Action item
Set down again exactly the lines of the listing below that fall between the line holding "point(96, 76)" and the line holding "point(442, 417)", inclusive.

Data listing
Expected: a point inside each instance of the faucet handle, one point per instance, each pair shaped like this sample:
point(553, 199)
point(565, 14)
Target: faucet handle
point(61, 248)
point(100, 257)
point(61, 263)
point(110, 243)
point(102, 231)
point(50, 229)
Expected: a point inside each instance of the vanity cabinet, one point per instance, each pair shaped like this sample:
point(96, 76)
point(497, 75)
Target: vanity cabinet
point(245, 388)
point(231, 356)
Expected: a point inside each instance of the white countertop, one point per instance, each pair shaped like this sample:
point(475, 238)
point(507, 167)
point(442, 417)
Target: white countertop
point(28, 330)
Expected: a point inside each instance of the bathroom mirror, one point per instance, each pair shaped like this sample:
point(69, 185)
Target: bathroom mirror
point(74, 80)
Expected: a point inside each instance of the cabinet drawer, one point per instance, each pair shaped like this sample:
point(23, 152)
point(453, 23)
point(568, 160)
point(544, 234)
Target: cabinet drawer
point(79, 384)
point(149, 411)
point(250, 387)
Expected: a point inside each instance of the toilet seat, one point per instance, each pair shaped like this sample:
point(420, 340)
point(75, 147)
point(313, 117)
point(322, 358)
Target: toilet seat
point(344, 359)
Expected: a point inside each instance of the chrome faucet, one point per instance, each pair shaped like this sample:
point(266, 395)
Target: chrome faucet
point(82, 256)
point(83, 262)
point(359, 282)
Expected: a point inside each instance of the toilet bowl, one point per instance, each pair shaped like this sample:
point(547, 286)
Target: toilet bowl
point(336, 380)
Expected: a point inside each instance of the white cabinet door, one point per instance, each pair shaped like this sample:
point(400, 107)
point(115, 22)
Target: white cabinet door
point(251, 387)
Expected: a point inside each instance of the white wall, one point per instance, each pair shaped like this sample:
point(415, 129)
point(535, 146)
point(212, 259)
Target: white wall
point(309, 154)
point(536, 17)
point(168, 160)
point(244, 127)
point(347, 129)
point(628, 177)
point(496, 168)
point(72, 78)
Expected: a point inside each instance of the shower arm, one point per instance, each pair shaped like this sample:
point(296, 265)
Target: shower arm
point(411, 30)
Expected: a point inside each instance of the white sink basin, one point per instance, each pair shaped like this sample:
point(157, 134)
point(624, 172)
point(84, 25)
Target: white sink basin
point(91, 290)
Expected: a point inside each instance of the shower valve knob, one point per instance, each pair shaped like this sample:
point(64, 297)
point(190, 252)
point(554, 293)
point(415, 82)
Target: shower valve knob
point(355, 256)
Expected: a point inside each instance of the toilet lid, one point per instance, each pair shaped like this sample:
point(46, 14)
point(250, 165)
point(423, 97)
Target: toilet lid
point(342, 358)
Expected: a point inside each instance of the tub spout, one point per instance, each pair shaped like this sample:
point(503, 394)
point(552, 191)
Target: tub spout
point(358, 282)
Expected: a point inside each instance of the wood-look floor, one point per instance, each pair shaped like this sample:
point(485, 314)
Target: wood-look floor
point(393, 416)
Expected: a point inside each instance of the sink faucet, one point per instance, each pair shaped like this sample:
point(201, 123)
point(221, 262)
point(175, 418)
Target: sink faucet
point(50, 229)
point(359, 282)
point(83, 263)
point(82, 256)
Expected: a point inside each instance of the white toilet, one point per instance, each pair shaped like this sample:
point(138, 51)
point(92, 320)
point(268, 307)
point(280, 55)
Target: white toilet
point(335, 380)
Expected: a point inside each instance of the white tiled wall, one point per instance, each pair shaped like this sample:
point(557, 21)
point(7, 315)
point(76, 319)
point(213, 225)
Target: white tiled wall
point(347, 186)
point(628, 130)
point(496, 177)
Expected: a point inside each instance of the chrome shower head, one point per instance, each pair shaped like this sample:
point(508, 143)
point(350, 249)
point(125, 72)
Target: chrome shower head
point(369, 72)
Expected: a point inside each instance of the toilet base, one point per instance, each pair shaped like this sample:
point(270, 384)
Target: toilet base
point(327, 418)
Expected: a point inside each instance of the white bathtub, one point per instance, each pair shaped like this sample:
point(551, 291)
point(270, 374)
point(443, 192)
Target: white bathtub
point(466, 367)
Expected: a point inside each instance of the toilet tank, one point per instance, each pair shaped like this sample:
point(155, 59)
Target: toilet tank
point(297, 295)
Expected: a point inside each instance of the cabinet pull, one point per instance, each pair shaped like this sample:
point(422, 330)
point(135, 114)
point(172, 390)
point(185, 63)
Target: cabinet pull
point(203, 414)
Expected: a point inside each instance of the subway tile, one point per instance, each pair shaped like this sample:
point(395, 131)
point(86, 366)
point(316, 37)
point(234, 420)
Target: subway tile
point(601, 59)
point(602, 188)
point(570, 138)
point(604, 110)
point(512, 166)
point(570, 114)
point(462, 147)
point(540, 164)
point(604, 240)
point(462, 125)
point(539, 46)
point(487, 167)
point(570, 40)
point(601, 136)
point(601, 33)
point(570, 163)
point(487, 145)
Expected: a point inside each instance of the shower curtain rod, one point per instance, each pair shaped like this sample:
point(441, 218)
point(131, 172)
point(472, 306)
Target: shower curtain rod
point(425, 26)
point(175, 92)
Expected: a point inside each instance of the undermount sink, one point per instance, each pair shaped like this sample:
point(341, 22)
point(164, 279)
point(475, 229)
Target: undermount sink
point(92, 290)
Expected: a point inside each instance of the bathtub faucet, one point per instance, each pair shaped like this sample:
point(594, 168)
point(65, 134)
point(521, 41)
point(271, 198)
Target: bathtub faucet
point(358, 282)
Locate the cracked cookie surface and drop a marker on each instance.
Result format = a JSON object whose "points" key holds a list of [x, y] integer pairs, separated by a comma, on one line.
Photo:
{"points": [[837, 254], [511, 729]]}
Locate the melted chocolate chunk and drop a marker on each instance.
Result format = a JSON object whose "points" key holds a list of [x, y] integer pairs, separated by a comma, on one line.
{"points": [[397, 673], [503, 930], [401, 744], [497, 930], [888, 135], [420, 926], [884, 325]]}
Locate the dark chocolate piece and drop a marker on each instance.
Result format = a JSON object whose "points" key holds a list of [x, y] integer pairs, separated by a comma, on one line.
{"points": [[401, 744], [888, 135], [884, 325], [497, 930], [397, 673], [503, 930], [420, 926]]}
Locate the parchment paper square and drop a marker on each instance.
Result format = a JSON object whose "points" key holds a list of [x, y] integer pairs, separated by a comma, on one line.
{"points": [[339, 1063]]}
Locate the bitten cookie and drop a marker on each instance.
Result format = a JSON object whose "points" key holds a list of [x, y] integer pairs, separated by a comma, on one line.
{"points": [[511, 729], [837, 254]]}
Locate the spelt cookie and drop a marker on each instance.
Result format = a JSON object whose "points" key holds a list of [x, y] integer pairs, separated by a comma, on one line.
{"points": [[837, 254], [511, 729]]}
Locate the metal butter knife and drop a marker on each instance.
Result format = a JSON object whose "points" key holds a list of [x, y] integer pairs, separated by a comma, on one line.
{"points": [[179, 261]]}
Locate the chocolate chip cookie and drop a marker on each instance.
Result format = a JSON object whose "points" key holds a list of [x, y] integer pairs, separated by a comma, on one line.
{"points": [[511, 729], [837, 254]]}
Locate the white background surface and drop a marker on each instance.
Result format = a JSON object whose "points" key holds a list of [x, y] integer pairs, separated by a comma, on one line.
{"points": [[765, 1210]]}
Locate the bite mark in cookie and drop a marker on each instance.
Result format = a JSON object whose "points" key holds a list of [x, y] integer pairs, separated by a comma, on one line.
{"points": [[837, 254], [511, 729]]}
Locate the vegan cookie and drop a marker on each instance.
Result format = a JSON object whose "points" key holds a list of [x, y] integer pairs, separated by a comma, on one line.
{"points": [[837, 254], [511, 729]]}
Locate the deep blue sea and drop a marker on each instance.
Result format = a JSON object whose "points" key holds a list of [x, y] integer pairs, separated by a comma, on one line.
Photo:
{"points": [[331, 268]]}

Result of this task
point(96, 76)
point(497, 75)
Target: vanity cabinet
point(245, 388)
point(231, 356)
Expected: a point inside each instance of the white countertop, one point per instance, each pair shaped like this sample:
point(475, 238)
point(507, 167)
point(442, 417)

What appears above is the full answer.